SIMS 290-2: Applied Natural Language Processing

[an error occurred while processing this directive]

SIMS 290-2: ANLP Assignments

Assignment 3: Text Classification

In this assignment we will experiment with different features and learning algorithms for classifying newsgroup articles into different topical categories.

We'll be using the Weka toolkit for running experiments. We'll use our python tools for processing the data files to select features of interest, writing these features out to files that we'll use as input to Weka. We are supplying you with some code (weka.py) that can get you started. We have also just added some code (sentence_split.py) which will split raw strings into sentences.

We will classify a subset of the twenty_newsgroups corpus. (We use the last one listed, which comes with NLTK.) Each newsgroup contains nearly 1000 documents. You may train and test on the first 780 of these (you don't have to use all 780 of them) but DO NOT train or test on the last 200 documents. We will be using these last 200 to compare how people's algorithms did after the assignments are turned in. So you should act like you don't have the last 200 documents available even to look at; just leave them alone. You can, however, use any subset of the first 780 for training and testing.

Weka is a powerful tool with a huge number of features and capabilities. These include tools to help you analyze which items were incorrectly labeled, and which features seem particularly important.

You may want to experiment with changing the parameters of some of the learning programs. You can also use their feature analysis programs to see which features are doing well. This may give you ideas about which features will result in better results.

Datasets

We'll do training and testing on two different groups of newgroups.

*Data section*:
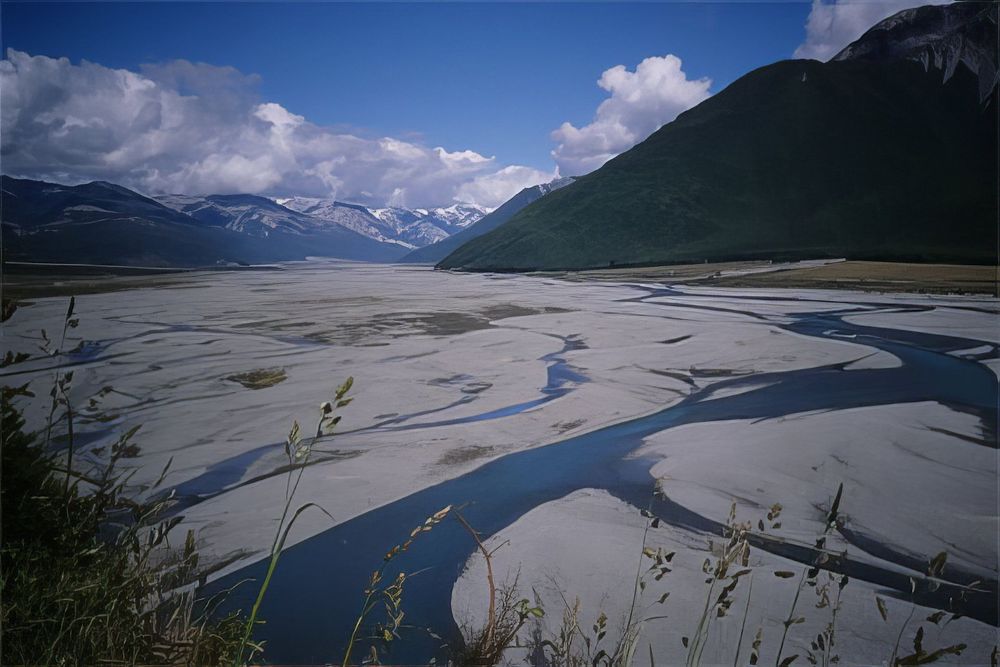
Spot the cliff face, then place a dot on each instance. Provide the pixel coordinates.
(941, 37)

*Request*:
Carry on the newsgroup text classification assignment from its last sentence, writing what comes next in the same style.

*Response to the task*:
Diverse set. First, everyone should train and test comparing these two newsgroups, which are intended to be quite different from one another and hence easier to get good scores on:
- rec.motorcycles, sci.space
Homogeneous set. Second, choose from one of the following two sets of newsgroups:
- rec.autos, rec.motorcycles, rec.sport.baseball, rec.sport.hockey
- sci.crypt, sci.electronics, sci.med.original, sci.space

Getting Started

First, be sure you have twenty_newsgroups (sometimes called 20_newsgroups) and stopwords installed in Python23/nltk (get them from the nltk data zip file). Second, if you're running on windows on your own machine, be sure to modify the init file as described below to get twenty_newsgroups working (we've made this fix on the lab machines).

It's always a good idea to take a look at the data before you get started, so look at some of the plain text of the different groups to get a feeling for how long they are, what format they take, what kind of language they use, and so on.

The code we are giving you creates features that consist of all the words in the text minus the stopwords, which you can (optionally) remove. These features are weighted by their DF values. You should consider these features and their weights as a baseline to compare different features/weighting approaches against. For example, you can see if using stemming improves on this set of features or not. To compare the two approaches, you'd run the same learning algorithms using the different feature sets in order to compare them. You can also use different learning algorithms for the different feature sets, as some learning algorithms may do better with reduced features or weighted features than others.

After you've experimented with this feature set, you should then try other kinds of features and weighting strategies; some ideas are suggested below.

Ideas for Features

You should try a subset of these ideas, or introduce your own.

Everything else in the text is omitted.